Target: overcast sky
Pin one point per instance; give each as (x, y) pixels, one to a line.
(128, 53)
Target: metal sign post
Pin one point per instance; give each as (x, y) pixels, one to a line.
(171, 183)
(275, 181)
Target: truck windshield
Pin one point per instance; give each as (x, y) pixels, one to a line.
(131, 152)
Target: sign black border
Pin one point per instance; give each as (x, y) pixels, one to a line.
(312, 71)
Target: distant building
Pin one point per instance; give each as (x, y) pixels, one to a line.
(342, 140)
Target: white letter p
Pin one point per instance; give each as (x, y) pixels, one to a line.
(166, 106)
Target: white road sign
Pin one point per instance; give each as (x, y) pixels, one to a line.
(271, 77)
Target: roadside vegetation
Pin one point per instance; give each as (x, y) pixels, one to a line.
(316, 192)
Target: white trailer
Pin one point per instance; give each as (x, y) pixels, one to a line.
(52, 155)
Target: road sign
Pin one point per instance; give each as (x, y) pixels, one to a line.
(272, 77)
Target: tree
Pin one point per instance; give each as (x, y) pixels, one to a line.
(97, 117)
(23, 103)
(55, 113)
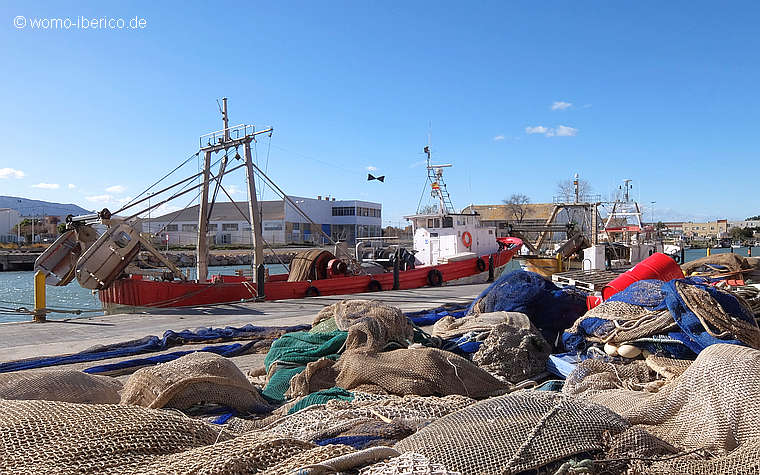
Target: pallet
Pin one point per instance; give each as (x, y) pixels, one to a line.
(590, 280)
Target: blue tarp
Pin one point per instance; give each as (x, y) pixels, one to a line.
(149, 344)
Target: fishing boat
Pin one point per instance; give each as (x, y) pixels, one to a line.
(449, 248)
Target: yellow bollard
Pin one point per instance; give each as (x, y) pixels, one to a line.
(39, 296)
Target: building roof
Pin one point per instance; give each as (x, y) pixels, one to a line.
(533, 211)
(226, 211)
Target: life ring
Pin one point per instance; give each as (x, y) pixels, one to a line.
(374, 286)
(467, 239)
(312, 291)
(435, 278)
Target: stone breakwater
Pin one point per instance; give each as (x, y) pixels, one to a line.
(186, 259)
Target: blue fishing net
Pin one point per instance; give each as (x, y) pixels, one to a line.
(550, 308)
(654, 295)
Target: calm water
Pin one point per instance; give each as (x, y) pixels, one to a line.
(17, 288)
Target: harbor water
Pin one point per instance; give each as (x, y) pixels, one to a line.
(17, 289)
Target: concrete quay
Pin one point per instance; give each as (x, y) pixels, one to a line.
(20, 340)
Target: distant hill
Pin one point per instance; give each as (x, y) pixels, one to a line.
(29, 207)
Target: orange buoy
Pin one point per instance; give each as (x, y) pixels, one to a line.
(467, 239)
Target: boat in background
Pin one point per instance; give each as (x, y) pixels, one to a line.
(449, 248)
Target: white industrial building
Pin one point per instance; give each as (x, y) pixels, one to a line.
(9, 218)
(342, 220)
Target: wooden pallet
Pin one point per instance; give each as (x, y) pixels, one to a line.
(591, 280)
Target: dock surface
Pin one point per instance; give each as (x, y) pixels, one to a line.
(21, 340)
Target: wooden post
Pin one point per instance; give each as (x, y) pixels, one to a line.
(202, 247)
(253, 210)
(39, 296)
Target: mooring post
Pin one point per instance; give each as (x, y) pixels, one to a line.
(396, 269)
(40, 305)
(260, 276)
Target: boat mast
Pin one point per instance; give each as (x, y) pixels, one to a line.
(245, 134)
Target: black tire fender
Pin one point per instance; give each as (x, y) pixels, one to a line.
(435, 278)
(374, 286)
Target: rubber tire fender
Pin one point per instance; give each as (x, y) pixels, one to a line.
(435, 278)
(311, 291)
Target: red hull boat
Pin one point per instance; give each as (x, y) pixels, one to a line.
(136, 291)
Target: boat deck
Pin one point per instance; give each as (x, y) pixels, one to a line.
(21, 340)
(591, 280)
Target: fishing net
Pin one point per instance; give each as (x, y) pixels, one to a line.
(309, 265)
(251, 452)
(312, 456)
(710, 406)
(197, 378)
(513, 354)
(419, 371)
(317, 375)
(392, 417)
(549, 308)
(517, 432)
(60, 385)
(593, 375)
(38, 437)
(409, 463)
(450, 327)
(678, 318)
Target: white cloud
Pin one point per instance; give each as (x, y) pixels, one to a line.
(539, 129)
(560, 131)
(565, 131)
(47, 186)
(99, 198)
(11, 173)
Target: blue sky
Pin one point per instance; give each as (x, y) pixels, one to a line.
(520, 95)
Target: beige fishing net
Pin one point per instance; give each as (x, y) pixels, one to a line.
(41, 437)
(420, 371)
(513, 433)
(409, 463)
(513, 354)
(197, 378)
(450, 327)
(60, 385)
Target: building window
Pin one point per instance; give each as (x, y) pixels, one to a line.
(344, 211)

■ Exercise requirements: Copy out the entries above word for word, from the line containing "Target: blue sky" through the final line of the entries, including both ends.

■ Written response:
Target: blue sky
Pin one point per instance; give each as (x, y) pixels, one to a line.
(520, 95)
Target: beige fishing net
Pin one point per instance; give each as (x, y) pixels, one to a line.
(41, 437)
(420, 371)
(513, 433)
(409, 463)
(513, 354)
(197, 378)
(450, 327)
(60, 385)
Target: building window
Pin one point per instance; give each as (x, y) pixels, one to a line.
(344, 211)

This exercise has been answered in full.